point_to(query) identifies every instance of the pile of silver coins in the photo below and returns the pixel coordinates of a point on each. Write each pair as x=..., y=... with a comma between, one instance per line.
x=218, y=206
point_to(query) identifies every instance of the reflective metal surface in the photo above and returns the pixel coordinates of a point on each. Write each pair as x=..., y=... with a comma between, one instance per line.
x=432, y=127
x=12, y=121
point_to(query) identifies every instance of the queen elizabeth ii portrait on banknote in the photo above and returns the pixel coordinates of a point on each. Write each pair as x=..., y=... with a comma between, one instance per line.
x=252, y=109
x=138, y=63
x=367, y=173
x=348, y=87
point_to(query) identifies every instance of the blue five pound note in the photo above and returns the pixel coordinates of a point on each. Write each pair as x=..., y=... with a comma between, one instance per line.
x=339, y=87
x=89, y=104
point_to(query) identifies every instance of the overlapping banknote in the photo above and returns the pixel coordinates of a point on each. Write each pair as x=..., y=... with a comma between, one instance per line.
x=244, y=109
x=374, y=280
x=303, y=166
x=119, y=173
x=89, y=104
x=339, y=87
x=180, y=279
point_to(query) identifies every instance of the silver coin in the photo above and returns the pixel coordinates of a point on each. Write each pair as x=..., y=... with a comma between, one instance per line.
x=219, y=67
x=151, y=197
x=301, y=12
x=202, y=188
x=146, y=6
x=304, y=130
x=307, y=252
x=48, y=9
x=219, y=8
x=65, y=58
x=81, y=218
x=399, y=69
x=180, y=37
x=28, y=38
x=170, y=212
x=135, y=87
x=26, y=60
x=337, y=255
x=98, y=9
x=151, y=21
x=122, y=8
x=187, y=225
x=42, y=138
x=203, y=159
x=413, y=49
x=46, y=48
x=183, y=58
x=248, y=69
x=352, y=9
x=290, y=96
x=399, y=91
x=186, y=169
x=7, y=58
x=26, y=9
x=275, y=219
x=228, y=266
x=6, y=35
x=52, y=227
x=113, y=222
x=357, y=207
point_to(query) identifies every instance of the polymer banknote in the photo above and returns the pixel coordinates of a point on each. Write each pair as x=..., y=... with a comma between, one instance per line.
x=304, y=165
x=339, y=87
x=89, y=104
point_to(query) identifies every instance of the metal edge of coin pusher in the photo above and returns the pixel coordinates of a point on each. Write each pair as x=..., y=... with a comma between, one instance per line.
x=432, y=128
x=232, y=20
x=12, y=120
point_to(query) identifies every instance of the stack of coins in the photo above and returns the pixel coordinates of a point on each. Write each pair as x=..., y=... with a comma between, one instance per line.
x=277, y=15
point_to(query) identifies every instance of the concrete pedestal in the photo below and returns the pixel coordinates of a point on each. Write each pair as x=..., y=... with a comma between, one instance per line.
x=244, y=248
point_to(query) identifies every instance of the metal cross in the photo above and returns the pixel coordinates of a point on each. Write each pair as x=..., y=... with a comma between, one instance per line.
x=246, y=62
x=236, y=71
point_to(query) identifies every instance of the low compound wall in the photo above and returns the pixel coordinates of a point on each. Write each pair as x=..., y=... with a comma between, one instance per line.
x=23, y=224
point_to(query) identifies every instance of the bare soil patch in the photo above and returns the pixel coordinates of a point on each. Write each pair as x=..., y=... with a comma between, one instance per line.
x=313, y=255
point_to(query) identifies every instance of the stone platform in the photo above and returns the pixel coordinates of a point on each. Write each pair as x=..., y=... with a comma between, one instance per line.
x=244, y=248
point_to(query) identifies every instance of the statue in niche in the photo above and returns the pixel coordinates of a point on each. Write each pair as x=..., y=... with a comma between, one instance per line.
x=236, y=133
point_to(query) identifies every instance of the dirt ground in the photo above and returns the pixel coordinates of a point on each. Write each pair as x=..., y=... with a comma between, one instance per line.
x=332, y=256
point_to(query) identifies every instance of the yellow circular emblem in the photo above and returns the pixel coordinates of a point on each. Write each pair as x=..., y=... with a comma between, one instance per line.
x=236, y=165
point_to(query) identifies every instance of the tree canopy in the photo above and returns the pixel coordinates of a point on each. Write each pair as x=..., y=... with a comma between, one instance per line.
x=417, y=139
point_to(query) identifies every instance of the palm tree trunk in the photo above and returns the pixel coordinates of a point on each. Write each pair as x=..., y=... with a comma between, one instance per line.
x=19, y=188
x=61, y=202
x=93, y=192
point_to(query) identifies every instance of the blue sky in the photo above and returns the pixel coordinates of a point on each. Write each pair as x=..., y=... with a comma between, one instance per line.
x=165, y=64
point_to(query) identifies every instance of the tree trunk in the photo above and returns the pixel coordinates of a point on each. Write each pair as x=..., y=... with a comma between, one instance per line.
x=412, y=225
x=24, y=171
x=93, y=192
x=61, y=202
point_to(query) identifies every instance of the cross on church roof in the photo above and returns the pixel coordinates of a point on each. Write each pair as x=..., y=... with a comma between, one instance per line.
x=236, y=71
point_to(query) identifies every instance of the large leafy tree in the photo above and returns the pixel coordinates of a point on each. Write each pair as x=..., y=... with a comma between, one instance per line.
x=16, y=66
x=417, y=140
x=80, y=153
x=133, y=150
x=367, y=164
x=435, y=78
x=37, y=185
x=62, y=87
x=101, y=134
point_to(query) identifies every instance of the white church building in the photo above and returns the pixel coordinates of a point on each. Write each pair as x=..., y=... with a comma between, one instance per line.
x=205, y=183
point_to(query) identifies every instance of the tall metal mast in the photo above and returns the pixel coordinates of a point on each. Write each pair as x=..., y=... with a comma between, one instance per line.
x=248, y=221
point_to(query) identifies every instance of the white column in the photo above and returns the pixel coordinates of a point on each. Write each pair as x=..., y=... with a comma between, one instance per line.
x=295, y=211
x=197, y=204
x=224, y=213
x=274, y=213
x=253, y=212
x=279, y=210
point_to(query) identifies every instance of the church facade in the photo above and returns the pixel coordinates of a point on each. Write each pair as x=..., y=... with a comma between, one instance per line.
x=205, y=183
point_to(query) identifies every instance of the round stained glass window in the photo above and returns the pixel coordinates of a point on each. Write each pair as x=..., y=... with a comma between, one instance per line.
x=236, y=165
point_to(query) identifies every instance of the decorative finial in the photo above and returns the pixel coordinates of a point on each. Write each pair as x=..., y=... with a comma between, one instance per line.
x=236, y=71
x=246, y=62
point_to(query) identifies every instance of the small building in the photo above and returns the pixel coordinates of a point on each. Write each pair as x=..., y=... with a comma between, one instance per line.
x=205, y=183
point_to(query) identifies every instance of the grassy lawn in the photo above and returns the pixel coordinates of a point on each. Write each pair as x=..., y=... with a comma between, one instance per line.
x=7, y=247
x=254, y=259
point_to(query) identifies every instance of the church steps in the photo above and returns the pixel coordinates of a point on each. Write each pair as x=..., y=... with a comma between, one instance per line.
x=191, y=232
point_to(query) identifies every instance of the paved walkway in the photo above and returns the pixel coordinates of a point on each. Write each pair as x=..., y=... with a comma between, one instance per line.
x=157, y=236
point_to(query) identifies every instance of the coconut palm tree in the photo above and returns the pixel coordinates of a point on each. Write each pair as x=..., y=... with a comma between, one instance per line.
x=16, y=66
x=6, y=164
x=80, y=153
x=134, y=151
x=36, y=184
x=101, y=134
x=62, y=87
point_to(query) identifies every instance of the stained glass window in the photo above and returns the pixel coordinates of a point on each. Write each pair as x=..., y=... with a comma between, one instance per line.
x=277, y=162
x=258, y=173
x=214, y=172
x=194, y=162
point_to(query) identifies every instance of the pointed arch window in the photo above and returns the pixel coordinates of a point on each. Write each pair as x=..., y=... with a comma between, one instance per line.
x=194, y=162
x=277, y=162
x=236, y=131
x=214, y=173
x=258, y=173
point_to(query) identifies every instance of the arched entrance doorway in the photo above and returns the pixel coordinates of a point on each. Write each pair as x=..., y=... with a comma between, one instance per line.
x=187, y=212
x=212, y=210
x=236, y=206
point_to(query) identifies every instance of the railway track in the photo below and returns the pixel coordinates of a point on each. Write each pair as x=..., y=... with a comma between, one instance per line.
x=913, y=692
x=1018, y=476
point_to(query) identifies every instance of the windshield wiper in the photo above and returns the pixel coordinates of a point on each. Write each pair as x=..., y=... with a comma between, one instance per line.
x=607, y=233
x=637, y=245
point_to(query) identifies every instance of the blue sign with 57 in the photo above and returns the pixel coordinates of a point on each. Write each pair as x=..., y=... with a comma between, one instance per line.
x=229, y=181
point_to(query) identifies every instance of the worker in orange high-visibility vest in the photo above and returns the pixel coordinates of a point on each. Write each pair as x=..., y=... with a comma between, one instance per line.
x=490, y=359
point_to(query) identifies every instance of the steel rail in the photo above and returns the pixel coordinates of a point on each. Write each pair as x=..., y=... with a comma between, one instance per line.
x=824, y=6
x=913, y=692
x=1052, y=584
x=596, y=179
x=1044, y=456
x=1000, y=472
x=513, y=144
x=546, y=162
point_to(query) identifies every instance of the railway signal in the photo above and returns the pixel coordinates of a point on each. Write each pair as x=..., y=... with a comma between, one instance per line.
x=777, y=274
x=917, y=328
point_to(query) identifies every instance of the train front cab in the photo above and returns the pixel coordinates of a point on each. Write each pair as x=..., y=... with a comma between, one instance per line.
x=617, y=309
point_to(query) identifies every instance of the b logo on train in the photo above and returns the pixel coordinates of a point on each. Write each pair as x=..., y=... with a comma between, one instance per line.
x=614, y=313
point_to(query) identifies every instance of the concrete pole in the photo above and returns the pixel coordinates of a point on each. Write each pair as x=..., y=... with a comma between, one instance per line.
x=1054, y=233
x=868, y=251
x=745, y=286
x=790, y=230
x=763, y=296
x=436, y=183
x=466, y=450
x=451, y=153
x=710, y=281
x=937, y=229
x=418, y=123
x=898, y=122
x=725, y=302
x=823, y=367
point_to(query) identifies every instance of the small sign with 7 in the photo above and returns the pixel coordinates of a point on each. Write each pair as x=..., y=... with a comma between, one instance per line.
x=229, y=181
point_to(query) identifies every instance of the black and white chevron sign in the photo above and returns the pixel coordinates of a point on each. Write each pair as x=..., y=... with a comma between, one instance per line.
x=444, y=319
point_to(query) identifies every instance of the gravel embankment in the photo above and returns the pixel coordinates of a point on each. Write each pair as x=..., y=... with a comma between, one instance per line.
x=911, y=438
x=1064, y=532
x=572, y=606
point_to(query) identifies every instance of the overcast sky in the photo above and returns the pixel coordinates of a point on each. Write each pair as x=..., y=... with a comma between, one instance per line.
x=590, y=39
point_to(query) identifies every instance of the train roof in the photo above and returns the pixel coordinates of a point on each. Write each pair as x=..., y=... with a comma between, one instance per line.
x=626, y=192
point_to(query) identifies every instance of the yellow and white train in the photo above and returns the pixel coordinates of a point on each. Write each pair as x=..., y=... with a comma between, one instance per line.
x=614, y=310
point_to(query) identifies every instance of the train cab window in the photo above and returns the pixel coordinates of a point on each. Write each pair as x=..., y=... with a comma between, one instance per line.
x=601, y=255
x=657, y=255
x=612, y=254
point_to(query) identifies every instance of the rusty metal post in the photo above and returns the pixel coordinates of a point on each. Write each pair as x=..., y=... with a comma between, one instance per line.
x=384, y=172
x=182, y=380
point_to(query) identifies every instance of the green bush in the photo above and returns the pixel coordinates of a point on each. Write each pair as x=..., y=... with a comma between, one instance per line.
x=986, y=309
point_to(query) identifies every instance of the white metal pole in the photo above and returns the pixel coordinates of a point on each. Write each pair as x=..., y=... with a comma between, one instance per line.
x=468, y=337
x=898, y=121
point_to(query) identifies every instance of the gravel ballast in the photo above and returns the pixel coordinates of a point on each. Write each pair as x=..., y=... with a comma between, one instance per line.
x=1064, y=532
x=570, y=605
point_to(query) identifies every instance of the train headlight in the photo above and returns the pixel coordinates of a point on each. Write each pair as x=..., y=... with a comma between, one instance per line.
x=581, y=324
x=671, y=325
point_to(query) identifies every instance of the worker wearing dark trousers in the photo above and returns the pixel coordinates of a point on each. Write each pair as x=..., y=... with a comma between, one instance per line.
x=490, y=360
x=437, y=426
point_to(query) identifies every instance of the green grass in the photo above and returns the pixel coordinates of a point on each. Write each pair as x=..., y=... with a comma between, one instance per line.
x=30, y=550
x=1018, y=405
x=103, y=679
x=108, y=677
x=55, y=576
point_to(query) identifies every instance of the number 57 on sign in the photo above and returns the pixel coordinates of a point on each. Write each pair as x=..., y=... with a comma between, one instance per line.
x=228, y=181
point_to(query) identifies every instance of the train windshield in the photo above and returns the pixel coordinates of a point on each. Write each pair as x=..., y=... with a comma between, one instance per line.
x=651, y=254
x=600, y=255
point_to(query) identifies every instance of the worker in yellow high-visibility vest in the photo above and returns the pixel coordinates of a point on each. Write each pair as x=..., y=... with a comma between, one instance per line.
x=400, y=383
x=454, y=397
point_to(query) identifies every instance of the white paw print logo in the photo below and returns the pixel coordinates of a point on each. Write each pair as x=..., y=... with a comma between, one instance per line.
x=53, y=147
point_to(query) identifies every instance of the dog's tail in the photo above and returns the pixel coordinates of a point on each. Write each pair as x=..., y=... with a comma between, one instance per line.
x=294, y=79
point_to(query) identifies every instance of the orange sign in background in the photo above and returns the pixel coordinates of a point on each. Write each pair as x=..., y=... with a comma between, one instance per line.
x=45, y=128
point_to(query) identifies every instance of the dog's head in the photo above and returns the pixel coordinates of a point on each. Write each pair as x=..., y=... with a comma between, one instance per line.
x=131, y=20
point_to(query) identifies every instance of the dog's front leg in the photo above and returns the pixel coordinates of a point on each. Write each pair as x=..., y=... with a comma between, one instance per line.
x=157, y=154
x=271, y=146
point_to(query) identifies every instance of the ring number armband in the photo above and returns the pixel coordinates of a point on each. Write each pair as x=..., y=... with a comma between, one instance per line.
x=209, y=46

**YOUR OBJECTIVE**. Please give back only the lines starting with the one that contains "point_to(query) identifies every instance of the dog's front" and ending with the last line of the listing, retyped exactly.

**ANSWER SPACE**.
point_to(query) identifies every instance of the dog's front leg in the photo above and returns the pixel coordinates of a point on each. Write each pair as x=..., y=... with a comma between, one instance per line.
x=157, y=154
x=271, y=146
point_to(query) identifies every instance of the ring number armband in the photo above and returns the pixel coordinates of a point on each. Write each pair as x=..., y=... with a comma between, one instance per line.
x=209, y=46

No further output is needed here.